- TASK 1 -
Rewrite the passage of the Airbnb layoffs article starting at "The cuts affected" and ending at "global travel restraints.", replacing "headcount" with "staff numbers".
- TASK 2 -
Continue the article on tech industry layoffs, beginning immediately after its final sentence.

Airbnb has laid off 30 percent of its recruitment staff, according to a recent Bloomberg report.
The cuts affected 0.4 percent of its overall staff. They currently employ 6,800 people.
However, Airbnb still plans to increase its overall headcount this year. The company has predicted their workforce to increase by 2 to 4 percent this year
Previous job cuts
This is not the first time that the company has seen job cuts in recent days. During the pandemic, the holiday home rental site laid off a staggering 25 percent of its workforce as it struggled to battle the global travel restraints.
The big tech layoffs continue
In January, Spotify announced it will cut 6 percent of its workforce. The Swedish music-streaming giant has about 10,000 employees.
Spotify’s CEO, Daniel Ek, wrote: “In hindsight, I was too ambitious in investing ahead of our revenue growth.”
Similarly, on the 18th January, Microsoft announced 10,000 layoffs. Their CEO, Satya Nadalla said that the company will refocus on “secular growth and long-term competitiveness.”
ALEXIA PEDERSEN, VP OF EMEA AT O’REILLY
“Redundancies are not made lightly. Organisations are considering several factors and deciding to reduce costs given the current economic uncertainty, with forecasted numbers showing a reduced demand for services and products.

[Referring expression data]
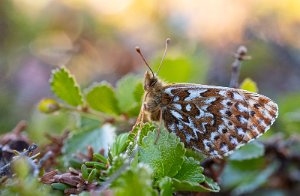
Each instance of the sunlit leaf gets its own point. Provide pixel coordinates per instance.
(249, 85)
(166, 156)
(65, 87)
(101, 97)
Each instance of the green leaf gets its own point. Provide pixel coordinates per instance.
(249, 85)
(134, 181)
(208, 186)
(127, 93)
(65, 87)
(97, 138)
(249, 151)
(190, 171)
(166, 156)
(166, 186)
(48, 106)
(101, 97)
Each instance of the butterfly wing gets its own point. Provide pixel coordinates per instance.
(216, 120)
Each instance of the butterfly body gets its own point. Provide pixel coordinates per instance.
(212, 120)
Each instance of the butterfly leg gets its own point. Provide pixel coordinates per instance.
(159, 127)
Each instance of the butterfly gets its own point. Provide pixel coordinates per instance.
(212, 120)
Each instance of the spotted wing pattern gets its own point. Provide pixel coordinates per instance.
(216, 120)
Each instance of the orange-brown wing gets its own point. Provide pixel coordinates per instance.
(216, 120)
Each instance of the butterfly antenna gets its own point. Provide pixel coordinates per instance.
(141, 54)
(165, 52)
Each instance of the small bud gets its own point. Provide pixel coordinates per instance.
(48, 106)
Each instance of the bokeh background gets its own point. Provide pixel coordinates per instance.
(96, 39)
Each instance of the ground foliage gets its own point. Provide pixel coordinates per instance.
(107, 152)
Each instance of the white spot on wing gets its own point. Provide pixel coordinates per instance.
(172, 127)
(233, 140)
(243, 120)
(224, 148)
(177, 106)
(242, 108)
(223, 93)
(188, 107)
(209, 100)
(213, 135)
(194, 93)
(176, 99)
(237, 96)
(240, 131)
(168, 91)
(206, 144)
(176, 114)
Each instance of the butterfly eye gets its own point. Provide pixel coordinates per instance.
(153, 82)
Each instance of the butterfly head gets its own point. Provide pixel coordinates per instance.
(150, 80)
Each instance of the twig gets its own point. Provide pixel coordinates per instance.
(240, 56)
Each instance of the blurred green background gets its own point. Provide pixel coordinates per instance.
(96, 41)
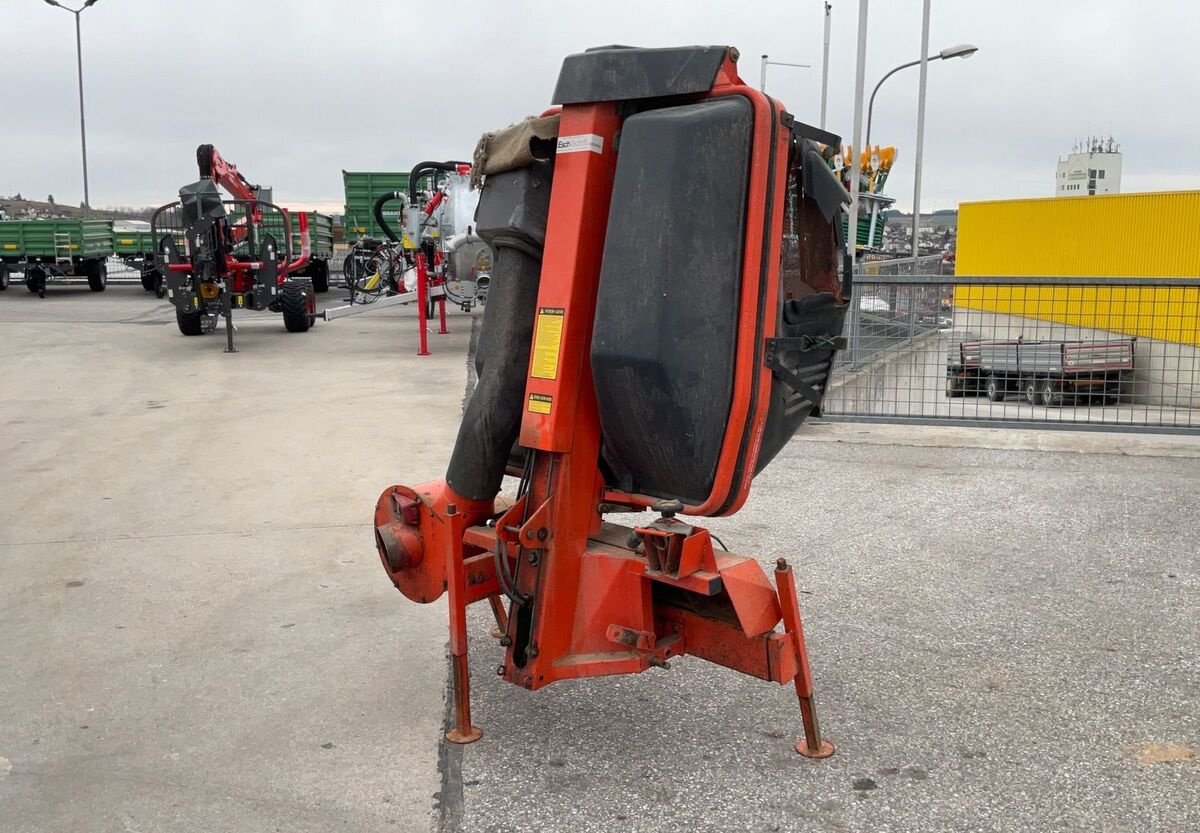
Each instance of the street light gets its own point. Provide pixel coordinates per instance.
(961, 51)
(762, 73)
(83, 131)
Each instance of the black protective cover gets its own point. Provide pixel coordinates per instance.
(511, 219)
(621, 73)
(665, 334)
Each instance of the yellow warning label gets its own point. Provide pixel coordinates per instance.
(547, 339)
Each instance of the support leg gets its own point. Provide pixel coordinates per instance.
(502, 618)
(811, 744)
(423, 293)
(228, 311)
(462, 730)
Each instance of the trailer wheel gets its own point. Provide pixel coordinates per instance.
(35, 280)
(996, 389)
(197, 323)
(299, 305)
(1031, 391)
(1051, 396)
(319, 273)
(97, 275)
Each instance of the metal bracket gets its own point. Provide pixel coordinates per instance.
(803, 131)
(777, 347)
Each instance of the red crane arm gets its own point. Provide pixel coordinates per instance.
(214, 166)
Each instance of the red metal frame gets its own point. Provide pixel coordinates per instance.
(587, 599)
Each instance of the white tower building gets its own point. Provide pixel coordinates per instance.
(1092, 167)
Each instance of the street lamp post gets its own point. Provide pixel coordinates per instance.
(825, 66)
(961, 51)
(83, 126)
(762, 72)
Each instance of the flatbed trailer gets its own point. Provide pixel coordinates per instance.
(49, 251)
(1044, 372)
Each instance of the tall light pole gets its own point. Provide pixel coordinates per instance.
(921, 133)
(825, 66)
(961, 51)
(762, 73)
(83, 124)
(856, 148)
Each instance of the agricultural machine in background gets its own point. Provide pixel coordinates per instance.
(237, 253)
(435, 257)
(659, 323)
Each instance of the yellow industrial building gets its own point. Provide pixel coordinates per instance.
(1104, 238)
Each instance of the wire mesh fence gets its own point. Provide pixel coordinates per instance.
(1054, 352)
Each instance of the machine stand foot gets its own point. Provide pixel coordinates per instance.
(825, 750)
(471, 736)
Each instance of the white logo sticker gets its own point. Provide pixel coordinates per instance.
(574, 144)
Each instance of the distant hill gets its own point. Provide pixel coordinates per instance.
(940, 219)
(22, 209)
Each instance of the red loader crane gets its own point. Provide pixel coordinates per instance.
(222, 255)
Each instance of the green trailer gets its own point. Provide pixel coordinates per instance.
(53, 250)
(137, 251)
(321, 244)
(363, 187)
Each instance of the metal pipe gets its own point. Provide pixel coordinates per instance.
(83, 124)
(855, 150)
(825, 66)
(762, 72)
(921, 136)
(83, 127)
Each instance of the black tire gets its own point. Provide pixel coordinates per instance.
(298, 304)
(1049, 394)
(996, 389)
(35, 281)
(1031, 391)
(319, 273)
(195, 323)
(97, 275)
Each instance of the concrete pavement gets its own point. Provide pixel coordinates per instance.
(196, 630)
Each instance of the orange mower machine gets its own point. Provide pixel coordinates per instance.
(663, 315)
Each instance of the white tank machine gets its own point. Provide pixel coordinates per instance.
(450, 227)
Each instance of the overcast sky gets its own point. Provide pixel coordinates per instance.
(293, 91)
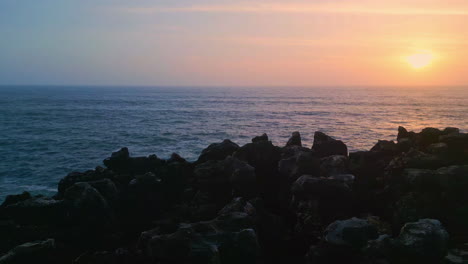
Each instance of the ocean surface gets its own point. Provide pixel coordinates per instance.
(47, 132)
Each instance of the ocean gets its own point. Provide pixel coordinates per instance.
(48, 132)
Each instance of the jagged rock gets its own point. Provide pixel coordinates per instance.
(31, 252)
(385, 146)
(218, 151)
(319, 201)
(92, 175)
(421, 180)
(425, 239)
(310, 187)
(120, 256)
(121, 162)
(89, 207)
(264, 157)
(175, 158)
(226, 239)
(325, 145)
(347, 179)
(333, 165)
(302, 163)
(352, 232)
(294, 140)
(429, 136)
(38, 210)
(107, 189)
(263, 137)
(12, 199)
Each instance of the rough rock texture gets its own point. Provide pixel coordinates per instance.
(325, 145)
(257, 203)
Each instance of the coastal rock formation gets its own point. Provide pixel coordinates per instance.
(257, 203)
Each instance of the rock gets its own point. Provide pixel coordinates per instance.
(438, 148)
(429, 136)
(90, 175)
(264, 157)
(242, 178)
(12, 199)
(38, 210)
(294, 140)
(89, 207)
(175, 158)
(421, 180)
(333, 165)
(325, 146)
(31, 252)
(310, 187)
(319, 201)
(218, 151)
(347, 179)
(120, 256)
(450, 130)
(263, 137)
(385, 146)
(121, 162)
(107, 189)
(353, 232)
(402, 133)
(425, 239)
(236, 205)
(224, 240)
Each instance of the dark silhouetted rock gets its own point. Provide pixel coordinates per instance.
(31, 252)
(175, 158)
(218, 151)
(263, 137)
(425, 239)
(333, 165)
(353, 232)
(294, 140)
(226, 239)
(12, 199)
(325, 145)
(385, 146)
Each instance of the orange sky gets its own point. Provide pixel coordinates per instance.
(192, 42)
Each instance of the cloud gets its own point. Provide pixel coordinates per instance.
(301, 8)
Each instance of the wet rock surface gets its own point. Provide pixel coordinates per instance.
(403, 201)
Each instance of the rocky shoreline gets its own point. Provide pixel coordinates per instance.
(400, 202)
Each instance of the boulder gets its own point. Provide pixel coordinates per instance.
(425, 239)
(176, 158)
(352, 232)
(88, 206)
(294, 140)
(438, 148)
(15, 198)
(121, 162)
(308, 187)
(325, 145)
(38, 210)
(31, 252)
(319, 201)
(263, 137)
(385, 146)
(428, 136)
(218, 151)
(91, 175)
(334, 165)
(224, 240)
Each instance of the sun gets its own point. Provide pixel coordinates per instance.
(420, 60)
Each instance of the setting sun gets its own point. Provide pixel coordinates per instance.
(419, 60)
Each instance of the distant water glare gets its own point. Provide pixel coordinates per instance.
(47, 132)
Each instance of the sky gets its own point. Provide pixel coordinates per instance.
(233, 43)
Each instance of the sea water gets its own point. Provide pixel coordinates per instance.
(48, 132)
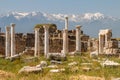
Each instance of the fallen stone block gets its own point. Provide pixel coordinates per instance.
(72, 64)
(28, 69)
(57, 70)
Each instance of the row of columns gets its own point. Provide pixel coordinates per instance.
(65, 40)
(10, 41)
(104, 37)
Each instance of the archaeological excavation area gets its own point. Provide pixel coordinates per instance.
(52, 54)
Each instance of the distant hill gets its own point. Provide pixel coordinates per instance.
(91, 22)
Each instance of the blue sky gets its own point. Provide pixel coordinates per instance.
(107, 7)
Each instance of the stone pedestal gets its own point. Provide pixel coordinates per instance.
(46, 39)
(12, 40)
(37, 42)
(7, 44)
(65, 41)
(78, 39)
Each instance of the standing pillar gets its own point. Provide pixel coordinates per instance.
(66, 23)
(65, 40)
(78, 40)
(106, 40)
(37, 42)
(101, 43)
(46, 39)
(7, 44)
(12, 40)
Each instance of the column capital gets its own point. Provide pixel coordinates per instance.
(12, 24)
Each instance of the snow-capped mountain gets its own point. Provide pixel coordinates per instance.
(91, 22)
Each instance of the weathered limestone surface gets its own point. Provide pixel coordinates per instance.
(37, 42)
(46, 39)
(65, 41)
(78, 39)
(12, 40)
(7, 42)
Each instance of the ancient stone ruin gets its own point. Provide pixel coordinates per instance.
(47, 39)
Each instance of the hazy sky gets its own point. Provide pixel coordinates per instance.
(107, 7)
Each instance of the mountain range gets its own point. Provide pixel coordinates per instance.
(91, 22)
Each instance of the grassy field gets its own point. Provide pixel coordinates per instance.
(13, 67)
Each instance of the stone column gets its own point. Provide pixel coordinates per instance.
(78, 39)
(37, 42)
(46, 39)
(65, 41)
(12, 40)
(7, 44)
(106, 40)
(66, 23)
(101, 43)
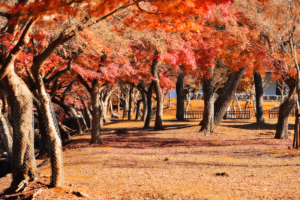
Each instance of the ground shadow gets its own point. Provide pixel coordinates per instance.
(255, 126)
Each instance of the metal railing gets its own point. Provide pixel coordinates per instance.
(193, 114)
(274, 113)
(245, 114)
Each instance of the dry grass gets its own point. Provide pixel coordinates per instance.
(240, 161)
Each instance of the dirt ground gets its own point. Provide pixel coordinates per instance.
(241, 160)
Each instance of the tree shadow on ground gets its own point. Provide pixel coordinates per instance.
(255, 126)
(135, 141)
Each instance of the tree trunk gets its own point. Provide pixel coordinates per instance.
(170, 101)
(130, 102)
(53, 139)
(118, 106)
(227, 95)
(159, 95)
(144, 98)
(96, 128)
(65, 135)
(259, 92)
(296, 131)
(159, 106)
(188, 100)
(42, 131)
(149, 106)
(138, 105)
(180, 98)
(208, 93)
(23, 166)
(5, 134)
(284, 111)
(85, 127)
(71, 112)
(88, 113)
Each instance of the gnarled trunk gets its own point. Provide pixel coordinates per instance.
(208, 93)
(227, 95)
(259, 92)
(180, 98)
(23, 165)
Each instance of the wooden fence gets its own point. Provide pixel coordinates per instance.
(193, 114)
(246, 114)
(274, 113)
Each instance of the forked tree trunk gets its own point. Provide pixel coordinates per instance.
(259, 92)
(180, 98)
(130, 102)
(6, 135)
(23, 165)
(96, 128)
(284, 111)
(227, 95)
(149, 106)
(208, 93)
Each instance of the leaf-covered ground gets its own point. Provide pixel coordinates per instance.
(240, 161)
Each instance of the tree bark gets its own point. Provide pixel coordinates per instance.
(130, 102)
(71, 112)
(227, 95)
(188, 100)
(23, 165)
(180, 98)
(159, 95)
(284, 111)
(54, 141)
(5, 134)
(138, 105)
(208, 93)
(43, 152)
(149, 106)
(96, 127)
(259, 92)
(87, 113)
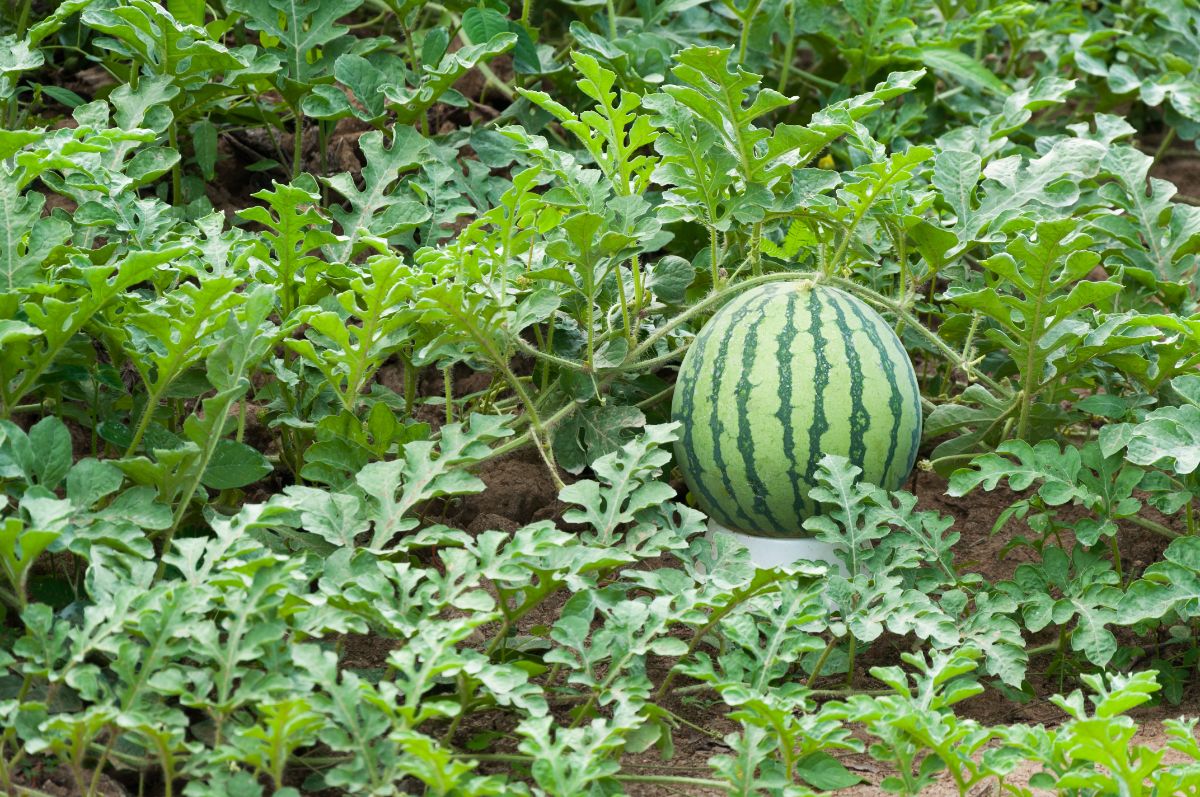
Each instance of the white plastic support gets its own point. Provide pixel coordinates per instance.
(778, 551)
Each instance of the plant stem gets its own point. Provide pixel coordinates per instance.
(1152, 526)
(820, 664)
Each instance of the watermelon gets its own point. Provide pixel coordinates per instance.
(779, 377)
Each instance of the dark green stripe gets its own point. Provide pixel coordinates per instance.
(714, 423)
(685, 389)
(859, 419)
(895, 401)
(916, 405)
(785, 345)
(820, 382)
(745, 436)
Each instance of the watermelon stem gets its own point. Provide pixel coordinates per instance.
(897, 307)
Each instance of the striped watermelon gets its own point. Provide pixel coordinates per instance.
(779, 377)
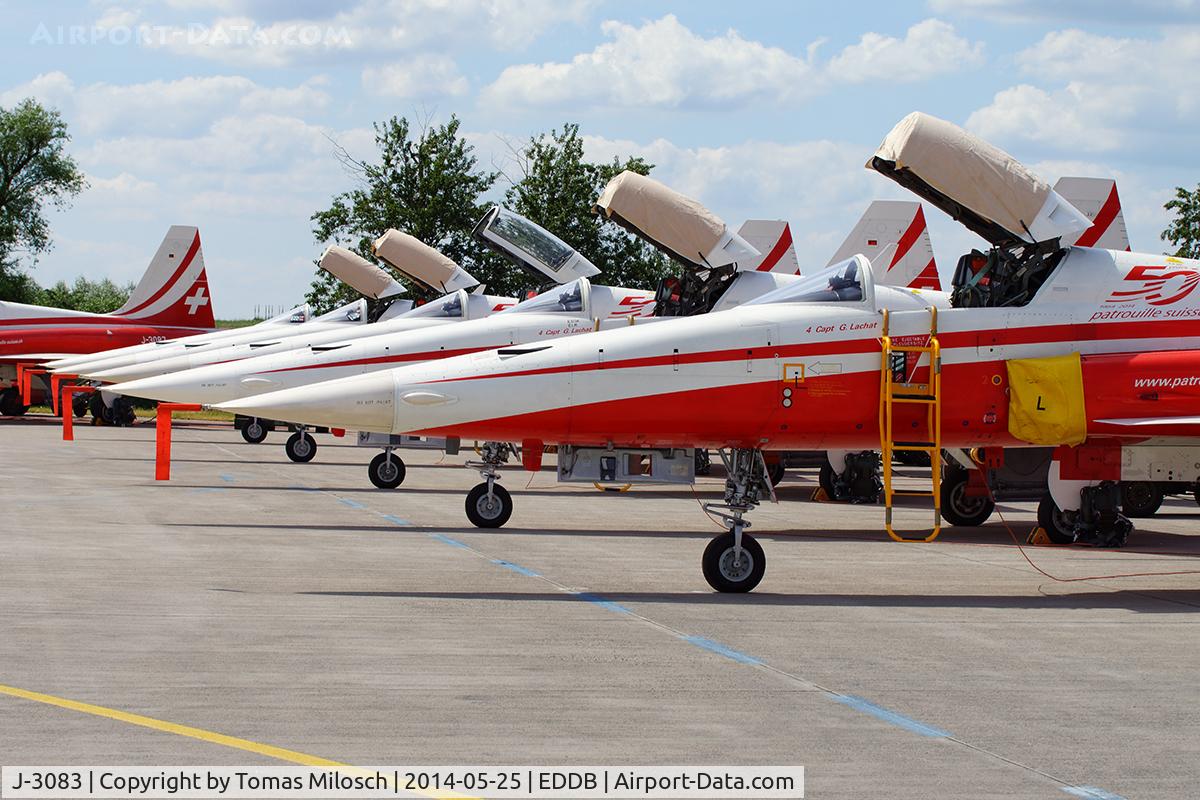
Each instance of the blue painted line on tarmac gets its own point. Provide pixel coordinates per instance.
(889, 716)
(721, 650)
(1091, 793)
(597, 600)
(447, 540)
(516, 567)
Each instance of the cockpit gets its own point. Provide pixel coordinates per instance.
(843, 282)
(567, 299)
(445, 307)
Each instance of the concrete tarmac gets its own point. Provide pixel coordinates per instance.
(299, 607)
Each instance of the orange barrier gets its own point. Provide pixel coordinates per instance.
(55, 392)
(27, 386)
(162, 437)
(69, 392)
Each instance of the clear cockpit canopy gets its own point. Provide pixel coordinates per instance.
(845, 282)
(531, 246)
(451, 306)
(568, 299)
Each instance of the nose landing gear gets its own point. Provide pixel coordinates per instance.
(490, 505)
(735, 561)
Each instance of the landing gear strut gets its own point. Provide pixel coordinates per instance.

- EXERCISE RESULT 1 -
The cuts affected 0.4 percent of its overall staff. They currently employ 6,800 people.
However, Airbnb still plans to increase its overall staff numbers this year. The company has predicted their workforce to increase by 2 to 4 percent this year
Previous job cuts
This is not the first time that the company has seen job cuts in recent days. During the pandemic, the holiday home rental site laid off a staggering 25 percent of its workforce as it struggled to battle the global travel restraints.

- EXERCISE RESULT 2 -
“The technology sector stands out because there has been a period of rapid acceleration in digital transformation over recent years. This was accentuated by the pandemic, as many businesses had to rapidly move to an online presence in a very short timeframe. New skill sets were hired, and employees were upskilled to help organisations transition. Some of these projects have now been completed and talent is no longer required, whilst some of these projects are still underway, budgets are being cut in line with the economic projections being suggested by many economists.
“Britain currently has its lowest unemployment rate since 1974, and while the tech sector has taken a global hit, the UK hasn’t felt it so strongly. While headlines emphasising the mass layoffs dominate the media, the numbers aren’t matching up. At Meta, 650 staff out of 11,000 total were laid off in the UK, yet the roles for tech companies remain open.
“Some tech companies will want to take a cautious view and prepare for what may lie ahead by reducing costs, but the situation in the UK isn’t necessarily mirroring the global trend.”
Amelia Brand is the Editor for HRreview, and host of the HR in Review podcast series. With a Master’s degree in Legal and Political Theory, her particular interests within HR include employment law, DE&I, and wellbeing within the workplace. Prior to working with HRreview, Amelia was Sub-Editor of a magazine, and Editor of the Environmental Justice Project at the University College London, writing and overseeing articles into UCL’s weekly newsletter. Her previous academic work has focused on philosophy, politics and law, with a special focus on how artificial intelligence will feature in the future.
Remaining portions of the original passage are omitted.